設問 1: 提示文のうち、「この物語りを読んで下さった方が、どのような感想を持たれ」から「やし続けるための絶好の場所です。」までを、両端の語句も含めてそのまま書き写せ。
設問 2: 提示文の最後の段落（「罪のない野生児たち」で始まる段落）で、人々がノラたちに対して行っているとされる行為をすべて挙げよ。
設問 3: 提示文によると、「彼」の職業は何か。

提示文:
┌──

あ と が き



相島 貴英
 この「哀・犬・歌」は、パソコン通信の中でも大手の商業ネ 
ットの個人ボードで書き始められ、そこから仲間たちで作った
草の根BBSに移行し、現在も書き続けられている五色台の野
生児たちと二階堂さんの心の交流を描いた物語りです。

 私は彼とパソコン通信という文字だけでコミュニケーション
をとるメディアで知り合いました。早い時期に一度面識を得た
のですが、その後若干の空白期間があり、この野生児たちの物
語が連載されだしたことで再び出会い、彼の透明感のある文章
に誘われるままに五色台を訪れ、彼とともに野生児たちに給餌
を行い、「哀・犬・歌」に書かれている文章と寸分違わぬ事実
を目前にして、自分のノラたちへの想いが大きく変化したので
す。

 彼はアナウンサーであり、決してプロの物書きではありませ
ん。しかし何故か太い指でカタカタとキーボードを叩き、打ち
出したであろう文章に、心が洗われ勇気づけられる想いがする
のです。

 この物語りを読んで下さった方が、どのような感想を持たれ
るのか私には分かりません。ただ持病のために五十メートルを
走りきることのできない彼が、何故二日とあけずに五色台を訪
れるのか、ノラたちに対して同じ想いを持つ方ならきっとご理
解いただけると思います。

 さて五色台ですが、「哀・犬・歌」に書かれているように、
豊かな自然と風光明媚と言える素晴らしい景色とを合わせ持つ、
ノラたちが一人の男から優しさを受け取り、小さな命の火を燃
やし続けるための絶好の場所です。


 ここで多くの犬たちが捨てられ、誰に看取られることなく命
を散らせています。私たちと同じ人間の誰かがここで犬を捨て、
ノラという特殊な犬を作り出しているのです。

 罪のない野生児たちに私たちは何をしてきたでしょうか。ノ
ラは危険だという誤った常識の元に、石つぶてを投げ、或いは
捕獲し、罪を重ねるようにノラたちを自分の視野から消そうと
しています。

└──

データ:
┌──

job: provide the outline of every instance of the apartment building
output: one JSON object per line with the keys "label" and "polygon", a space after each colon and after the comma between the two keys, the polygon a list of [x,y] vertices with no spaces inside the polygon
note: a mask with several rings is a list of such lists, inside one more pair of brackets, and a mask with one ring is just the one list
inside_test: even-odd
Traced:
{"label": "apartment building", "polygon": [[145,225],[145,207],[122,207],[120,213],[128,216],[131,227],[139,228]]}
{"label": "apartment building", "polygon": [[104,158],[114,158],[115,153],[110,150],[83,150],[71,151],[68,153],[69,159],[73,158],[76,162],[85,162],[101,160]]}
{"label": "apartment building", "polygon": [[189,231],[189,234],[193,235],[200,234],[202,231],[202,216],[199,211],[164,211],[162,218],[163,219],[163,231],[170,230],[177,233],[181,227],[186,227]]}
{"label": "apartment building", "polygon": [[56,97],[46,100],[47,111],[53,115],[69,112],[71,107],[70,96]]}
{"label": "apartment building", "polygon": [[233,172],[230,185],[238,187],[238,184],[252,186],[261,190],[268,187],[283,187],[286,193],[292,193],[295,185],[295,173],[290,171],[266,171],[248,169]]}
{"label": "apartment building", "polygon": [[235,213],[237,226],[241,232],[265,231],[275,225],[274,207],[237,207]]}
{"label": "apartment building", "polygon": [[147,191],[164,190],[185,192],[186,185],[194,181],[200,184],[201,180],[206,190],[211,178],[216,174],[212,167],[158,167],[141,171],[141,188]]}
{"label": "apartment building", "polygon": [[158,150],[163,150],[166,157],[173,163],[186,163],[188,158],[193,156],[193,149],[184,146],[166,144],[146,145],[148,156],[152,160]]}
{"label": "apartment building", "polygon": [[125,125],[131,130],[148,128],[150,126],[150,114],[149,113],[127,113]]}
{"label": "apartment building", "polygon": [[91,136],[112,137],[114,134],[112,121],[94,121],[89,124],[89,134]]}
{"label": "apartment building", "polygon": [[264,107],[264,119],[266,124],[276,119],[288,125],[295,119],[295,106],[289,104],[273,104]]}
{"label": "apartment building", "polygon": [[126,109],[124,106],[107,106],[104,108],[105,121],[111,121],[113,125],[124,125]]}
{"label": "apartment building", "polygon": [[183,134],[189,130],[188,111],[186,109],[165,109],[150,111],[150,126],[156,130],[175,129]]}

└──

模範解答 1:
この物語りを読んで下さった方が、どのような感想を持たれ
るのか私には分かりません。ただ持病のために五十メートルを
走りきることのできない彼が、何故二日とあけずに五色台を訪
れるのか、ノラたちに対して同じ想いを持つ方ならきっとご理
解いただけると思います。

 さて五色台ですが、「哀・犬・歌」に書かれているように、
豊かな自然と風光明媚と言える素晴らしい景色とを合わせ持つ、
ノラたちが一人の男から優しさを受け取り、小さな命の火を燃
やし続けるための絶好の場所です。

模範解答 2: 石つぶてを投げる、捕獲する、自分の視野から消そうとする

模範解答 3: アナウンサー